§ SHORT PROBLEM 1
Decide whether each statement below agrees with the tower elevation problem. For each, answer yes or no and quote the words from the problem that settle it.
(a) The man walks toward the tower a distance equal to double its height.
(b) The answer given is option B.
(c) The height of the tower is called h.

§ TEXT PASSAGE
Question

A man standing on a horizontal plane, observes the angle of elevation of the top of a tower to be $\alpha$. After walking a distance equal to double the height of the tower towards the tower, the angle of the elevation becomes $2\alpha$, then $\alpha$ is equal to:

• A. $\frac{\pi }{2}$
• B. $\frac{\pi }{6}$
• C. $\frac{\pi }{12}$
• D. $\frac{\pi }{18}$

Answer 1

Answer: (C)

$\frac{\pi }{12}$

REF Image

Let $h$ be the height of the tower $AB$.

Given that: $CD$ $=2h$

In $\Delta$ $DAB$,

$\tan \alpha =\frac{h}{AD}$

$\Rightarrow \tan \alpha =\frac{h}{AC+2h}$ ………..$\left(1\right)$

In $\Delta$ CAB,

$\tan 2\alpha =\frac{h}{AC}$

We know that , $\tan 2\alpha =\frac{2\tan \alpha }{1-{\tan }^2\alpha }=\frac{h}{AC}$

$\Rightarrow \frac{2\frac{h}{AC+2h}}{1-{\left(\frac{h}{AC+2h}\right)}^2}=\frac{h}{AC}$ [from eq. $\left(1\right)$]

$\Rightarrow \frac{\frac{2h}{AC+2h}}{\frac{(AC+2h{)}^2-h^2}{(AC+2h{)}^2}}=\frac{h}{AC}$

$\Rightarrow \frac{2h(AC+2h)}{(AC+2h{)}^2-h^2}=\frac{h}{AC}$

$\Rightarrow \frac{2AC+4h}{A{C}^2+4h^2+4hAC-h^2}=\frac{1}{AC}$

$\Rightarrow 2A{C}^2+4hAC=A{C}^2+3h^2+4hAC$

$\Rightarrow A{C}^2=3h^2$

$\Rightarrow AC=\sqrt{3}h$

From $\left(1\right)$,

$\tan \alpha =\frac{h}{\sqrt{3}h+2h}$

$\tan \alpha =\frac{h}{(\sqrt{3}+2)h}$

$\alpha ={\tan }^{-1}\left(\frac{1}{\sqrt{3}+2}\right)$ (By rationalizing now)

$\alpha ={\tan }^{-1}\left(\frac{\sqrt{3}-2}{3-4}\right)$

$\alpha ={\tan }^{-1}\left(\frac{\sqrt{3}-2}{-1}\right)$

$\alpha ={\tan }^{-1}(2-\sqrt{3})$

$\alpha ={\tan }^{-1}\tan \frac{\pi }{12}$ $[\because \tan \frac{\pi }{12}=2-\sqrt{3}]$

$\alpha =\frac{\pi }{12}$.

§ SHORT PROBLEM 2
Count the lines in the entries below that contain the word "wooden". Give only the number.

§ THE INPUT
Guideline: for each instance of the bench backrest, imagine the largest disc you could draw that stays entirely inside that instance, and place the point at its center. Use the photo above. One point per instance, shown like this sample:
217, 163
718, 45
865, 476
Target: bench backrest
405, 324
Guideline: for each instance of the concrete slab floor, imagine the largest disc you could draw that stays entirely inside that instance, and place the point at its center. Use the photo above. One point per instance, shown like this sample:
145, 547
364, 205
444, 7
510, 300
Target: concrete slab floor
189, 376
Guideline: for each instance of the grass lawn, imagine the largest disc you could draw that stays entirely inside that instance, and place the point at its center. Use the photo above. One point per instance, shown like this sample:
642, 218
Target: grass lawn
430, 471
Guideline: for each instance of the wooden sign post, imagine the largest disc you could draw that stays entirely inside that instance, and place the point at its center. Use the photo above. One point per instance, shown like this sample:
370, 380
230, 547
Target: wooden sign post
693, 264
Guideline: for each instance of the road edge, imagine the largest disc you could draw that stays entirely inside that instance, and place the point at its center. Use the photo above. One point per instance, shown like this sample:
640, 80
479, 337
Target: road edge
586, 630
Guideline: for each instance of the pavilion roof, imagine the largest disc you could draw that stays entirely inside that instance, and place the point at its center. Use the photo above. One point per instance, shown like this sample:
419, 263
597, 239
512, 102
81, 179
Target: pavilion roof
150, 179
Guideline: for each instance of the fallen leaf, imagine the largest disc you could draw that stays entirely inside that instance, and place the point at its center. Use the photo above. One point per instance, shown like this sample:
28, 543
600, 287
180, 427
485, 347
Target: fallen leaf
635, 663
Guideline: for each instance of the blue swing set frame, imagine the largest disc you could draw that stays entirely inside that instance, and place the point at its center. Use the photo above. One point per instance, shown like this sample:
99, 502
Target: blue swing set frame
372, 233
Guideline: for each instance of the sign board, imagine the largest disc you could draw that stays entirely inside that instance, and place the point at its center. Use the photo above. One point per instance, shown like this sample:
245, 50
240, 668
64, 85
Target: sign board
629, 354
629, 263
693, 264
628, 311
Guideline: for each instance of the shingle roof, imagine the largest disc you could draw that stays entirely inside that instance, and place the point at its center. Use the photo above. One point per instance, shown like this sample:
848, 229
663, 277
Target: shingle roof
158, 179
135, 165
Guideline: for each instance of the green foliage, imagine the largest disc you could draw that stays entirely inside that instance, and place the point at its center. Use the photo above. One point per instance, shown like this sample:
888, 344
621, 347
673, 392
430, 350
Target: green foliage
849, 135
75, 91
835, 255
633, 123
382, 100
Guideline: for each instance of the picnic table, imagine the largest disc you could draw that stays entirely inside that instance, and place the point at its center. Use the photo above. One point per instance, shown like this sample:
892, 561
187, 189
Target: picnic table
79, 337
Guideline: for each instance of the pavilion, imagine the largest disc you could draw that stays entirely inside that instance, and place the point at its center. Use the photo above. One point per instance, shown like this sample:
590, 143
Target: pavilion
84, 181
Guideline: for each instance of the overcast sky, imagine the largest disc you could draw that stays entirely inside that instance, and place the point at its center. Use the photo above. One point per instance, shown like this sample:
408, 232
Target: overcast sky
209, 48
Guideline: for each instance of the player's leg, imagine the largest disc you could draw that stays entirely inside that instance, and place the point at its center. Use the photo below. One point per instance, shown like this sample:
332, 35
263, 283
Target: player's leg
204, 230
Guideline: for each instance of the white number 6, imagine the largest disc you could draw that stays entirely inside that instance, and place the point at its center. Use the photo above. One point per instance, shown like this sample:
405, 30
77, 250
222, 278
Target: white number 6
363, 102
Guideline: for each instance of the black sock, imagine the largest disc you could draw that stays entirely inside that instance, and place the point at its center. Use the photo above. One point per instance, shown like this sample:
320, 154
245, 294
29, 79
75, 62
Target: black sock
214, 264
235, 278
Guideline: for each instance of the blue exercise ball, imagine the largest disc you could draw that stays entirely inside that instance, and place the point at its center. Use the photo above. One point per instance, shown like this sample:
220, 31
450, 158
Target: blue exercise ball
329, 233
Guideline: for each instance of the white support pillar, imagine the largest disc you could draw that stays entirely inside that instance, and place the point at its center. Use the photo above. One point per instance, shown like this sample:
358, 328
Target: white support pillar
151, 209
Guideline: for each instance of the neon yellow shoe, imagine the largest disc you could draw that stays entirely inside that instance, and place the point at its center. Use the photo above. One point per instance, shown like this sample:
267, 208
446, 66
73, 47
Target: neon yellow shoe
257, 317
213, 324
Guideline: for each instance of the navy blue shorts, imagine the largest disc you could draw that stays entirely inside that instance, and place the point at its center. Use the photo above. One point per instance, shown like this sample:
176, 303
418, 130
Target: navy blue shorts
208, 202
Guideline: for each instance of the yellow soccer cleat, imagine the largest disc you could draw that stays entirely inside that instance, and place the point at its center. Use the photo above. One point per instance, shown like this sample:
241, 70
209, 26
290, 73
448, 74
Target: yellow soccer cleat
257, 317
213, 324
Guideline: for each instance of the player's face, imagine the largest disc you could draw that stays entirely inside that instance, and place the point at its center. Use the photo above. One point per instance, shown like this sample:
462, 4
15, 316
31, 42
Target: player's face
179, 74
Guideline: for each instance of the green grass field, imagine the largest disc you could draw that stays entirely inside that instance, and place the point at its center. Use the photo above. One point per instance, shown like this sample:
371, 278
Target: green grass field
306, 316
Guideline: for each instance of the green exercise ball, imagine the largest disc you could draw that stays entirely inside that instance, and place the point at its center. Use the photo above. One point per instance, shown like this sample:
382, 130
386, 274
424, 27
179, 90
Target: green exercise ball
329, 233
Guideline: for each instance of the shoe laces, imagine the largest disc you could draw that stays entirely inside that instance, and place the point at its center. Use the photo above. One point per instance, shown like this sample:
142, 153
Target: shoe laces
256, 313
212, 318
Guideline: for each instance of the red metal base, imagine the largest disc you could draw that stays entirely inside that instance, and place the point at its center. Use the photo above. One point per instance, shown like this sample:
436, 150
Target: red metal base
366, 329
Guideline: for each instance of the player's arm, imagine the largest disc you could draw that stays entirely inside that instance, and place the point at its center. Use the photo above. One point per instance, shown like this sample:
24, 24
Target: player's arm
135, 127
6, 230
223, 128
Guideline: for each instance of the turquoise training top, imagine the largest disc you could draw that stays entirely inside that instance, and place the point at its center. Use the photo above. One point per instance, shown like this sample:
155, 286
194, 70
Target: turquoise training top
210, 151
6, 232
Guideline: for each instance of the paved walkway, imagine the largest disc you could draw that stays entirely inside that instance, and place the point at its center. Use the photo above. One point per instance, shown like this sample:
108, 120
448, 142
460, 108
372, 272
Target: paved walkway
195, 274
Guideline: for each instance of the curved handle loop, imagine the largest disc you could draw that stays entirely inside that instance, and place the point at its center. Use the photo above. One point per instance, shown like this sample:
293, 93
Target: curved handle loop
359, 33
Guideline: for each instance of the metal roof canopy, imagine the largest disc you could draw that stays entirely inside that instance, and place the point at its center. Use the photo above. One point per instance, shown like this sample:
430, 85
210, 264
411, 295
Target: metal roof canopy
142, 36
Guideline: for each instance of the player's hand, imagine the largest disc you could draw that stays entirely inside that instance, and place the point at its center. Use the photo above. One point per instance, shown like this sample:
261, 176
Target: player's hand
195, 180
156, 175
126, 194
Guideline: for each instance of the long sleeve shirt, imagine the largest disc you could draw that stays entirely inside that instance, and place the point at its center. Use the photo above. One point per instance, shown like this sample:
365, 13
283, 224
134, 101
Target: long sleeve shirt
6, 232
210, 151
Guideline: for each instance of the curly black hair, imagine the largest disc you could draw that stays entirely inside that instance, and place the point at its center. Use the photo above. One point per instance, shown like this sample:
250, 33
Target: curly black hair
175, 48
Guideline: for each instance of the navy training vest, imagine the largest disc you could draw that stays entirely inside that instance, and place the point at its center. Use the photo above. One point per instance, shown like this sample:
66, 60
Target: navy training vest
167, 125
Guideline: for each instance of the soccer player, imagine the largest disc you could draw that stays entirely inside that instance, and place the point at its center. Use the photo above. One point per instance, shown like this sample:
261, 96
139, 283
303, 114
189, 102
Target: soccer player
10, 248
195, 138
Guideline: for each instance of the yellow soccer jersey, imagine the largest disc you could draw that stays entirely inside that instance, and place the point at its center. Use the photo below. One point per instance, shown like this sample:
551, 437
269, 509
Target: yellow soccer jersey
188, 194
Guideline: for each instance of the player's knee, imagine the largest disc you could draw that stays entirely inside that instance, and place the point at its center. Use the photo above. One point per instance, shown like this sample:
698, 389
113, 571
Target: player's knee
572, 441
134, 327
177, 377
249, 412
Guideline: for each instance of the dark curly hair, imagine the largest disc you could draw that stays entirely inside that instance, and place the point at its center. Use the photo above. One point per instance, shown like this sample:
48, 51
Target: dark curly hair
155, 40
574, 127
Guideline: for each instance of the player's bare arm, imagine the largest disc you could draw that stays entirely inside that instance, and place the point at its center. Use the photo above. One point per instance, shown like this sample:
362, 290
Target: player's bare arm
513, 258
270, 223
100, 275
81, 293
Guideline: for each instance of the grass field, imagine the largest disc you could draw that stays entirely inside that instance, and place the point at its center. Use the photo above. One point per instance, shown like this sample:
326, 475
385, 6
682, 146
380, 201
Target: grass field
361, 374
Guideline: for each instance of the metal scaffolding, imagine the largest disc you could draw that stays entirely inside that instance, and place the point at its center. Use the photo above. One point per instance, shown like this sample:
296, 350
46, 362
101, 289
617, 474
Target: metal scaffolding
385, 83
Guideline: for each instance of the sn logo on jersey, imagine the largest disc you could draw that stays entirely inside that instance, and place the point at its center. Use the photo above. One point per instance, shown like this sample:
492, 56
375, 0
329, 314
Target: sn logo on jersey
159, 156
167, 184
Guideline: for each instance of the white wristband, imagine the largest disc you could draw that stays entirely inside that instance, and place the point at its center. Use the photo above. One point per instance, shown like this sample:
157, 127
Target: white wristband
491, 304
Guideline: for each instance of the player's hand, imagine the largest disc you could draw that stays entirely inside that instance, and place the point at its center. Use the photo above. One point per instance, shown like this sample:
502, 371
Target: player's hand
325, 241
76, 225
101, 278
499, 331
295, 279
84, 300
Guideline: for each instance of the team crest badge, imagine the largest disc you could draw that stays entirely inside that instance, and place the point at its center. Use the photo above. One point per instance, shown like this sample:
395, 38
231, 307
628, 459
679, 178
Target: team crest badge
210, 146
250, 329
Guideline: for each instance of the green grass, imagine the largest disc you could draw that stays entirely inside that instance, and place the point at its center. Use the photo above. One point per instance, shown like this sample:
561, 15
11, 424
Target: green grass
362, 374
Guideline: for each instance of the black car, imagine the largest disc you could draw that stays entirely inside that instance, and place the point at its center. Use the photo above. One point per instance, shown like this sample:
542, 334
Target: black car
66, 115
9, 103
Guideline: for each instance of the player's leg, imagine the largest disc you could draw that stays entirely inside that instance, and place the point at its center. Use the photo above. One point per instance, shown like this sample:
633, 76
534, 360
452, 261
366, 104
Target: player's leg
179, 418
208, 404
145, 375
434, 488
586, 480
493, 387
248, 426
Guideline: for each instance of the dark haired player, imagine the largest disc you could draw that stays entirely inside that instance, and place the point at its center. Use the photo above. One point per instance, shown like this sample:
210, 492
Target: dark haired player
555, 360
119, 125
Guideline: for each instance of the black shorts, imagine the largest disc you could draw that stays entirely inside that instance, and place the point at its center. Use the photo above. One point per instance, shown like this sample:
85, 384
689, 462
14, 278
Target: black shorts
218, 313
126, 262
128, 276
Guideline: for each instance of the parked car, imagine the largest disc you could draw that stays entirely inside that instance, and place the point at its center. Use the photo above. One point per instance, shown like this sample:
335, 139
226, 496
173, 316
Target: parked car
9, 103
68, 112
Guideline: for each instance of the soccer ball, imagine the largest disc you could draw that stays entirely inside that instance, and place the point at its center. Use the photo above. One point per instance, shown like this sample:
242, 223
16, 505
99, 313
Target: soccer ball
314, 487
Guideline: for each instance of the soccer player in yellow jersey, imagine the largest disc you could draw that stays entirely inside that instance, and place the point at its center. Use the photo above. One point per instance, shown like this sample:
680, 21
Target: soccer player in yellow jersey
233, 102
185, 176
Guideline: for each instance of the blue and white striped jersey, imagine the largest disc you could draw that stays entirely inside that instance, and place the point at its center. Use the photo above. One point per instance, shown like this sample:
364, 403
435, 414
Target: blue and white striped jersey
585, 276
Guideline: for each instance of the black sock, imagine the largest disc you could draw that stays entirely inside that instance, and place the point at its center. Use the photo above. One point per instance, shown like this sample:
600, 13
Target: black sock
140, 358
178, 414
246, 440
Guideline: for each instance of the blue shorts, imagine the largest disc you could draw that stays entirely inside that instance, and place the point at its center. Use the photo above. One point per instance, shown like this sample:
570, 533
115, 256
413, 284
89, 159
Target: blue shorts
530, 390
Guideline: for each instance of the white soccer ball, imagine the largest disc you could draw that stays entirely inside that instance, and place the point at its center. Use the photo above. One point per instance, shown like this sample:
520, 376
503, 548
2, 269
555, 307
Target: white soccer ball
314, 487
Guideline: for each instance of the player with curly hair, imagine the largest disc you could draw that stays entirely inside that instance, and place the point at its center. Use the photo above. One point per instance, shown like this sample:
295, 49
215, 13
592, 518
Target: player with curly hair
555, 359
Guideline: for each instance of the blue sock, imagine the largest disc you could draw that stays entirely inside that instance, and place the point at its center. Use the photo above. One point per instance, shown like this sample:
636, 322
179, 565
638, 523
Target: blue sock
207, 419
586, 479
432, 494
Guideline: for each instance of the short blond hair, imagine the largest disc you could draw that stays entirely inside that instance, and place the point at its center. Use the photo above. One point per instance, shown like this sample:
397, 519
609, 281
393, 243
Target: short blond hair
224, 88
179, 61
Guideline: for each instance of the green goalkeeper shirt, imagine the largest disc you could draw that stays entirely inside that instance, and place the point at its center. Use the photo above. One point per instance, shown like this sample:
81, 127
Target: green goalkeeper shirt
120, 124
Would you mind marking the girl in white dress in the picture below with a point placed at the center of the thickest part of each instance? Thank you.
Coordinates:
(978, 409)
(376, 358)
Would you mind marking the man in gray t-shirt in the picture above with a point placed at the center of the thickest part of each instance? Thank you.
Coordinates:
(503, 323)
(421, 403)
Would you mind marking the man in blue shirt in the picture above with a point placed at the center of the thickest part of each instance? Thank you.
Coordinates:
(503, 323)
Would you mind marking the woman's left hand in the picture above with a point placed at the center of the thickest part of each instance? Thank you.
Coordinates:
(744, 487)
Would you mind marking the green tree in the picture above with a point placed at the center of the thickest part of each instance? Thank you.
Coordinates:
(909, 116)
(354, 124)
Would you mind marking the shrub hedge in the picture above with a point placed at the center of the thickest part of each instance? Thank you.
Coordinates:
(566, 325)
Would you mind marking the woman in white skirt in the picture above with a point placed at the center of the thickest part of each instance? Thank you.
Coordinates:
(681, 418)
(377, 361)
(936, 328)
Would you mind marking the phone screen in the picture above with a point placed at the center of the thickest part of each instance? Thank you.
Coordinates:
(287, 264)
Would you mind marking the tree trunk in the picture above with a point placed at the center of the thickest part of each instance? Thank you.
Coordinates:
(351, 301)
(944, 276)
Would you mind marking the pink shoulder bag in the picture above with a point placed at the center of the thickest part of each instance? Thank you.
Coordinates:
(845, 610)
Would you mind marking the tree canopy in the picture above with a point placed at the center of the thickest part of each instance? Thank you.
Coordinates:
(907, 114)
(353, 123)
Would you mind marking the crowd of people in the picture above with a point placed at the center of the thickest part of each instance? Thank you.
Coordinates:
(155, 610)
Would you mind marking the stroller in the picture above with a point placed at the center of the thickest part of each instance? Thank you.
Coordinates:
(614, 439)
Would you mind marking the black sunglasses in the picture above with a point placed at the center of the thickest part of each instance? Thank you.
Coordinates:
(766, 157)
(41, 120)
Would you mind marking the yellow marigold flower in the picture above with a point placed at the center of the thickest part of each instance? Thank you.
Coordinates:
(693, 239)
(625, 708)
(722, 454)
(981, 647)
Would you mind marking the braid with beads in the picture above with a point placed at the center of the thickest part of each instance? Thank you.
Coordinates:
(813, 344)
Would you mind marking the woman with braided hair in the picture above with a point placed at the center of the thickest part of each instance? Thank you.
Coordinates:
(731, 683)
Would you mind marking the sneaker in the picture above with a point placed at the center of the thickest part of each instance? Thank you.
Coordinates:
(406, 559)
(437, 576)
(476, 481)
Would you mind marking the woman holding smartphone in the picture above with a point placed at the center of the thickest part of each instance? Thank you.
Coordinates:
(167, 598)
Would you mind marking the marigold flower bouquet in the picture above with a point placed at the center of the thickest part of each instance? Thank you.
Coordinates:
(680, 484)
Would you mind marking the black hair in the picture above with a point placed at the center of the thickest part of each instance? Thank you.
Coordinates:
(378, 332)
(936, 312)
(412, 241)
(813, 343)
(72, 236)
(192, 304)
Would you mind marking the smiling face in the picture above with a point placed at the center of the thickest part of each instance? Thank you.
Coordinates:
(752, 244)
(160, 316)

§ CORRECT OUTPUT 1
(a) Yes: "After walking a distance equal to double the height of the tower towards the tower"
(b) No: "Answer: (C)"
(c) Yes: "Let $h$ be the height of the tower $AB$."

§ CORRECT OUTPUT 2
2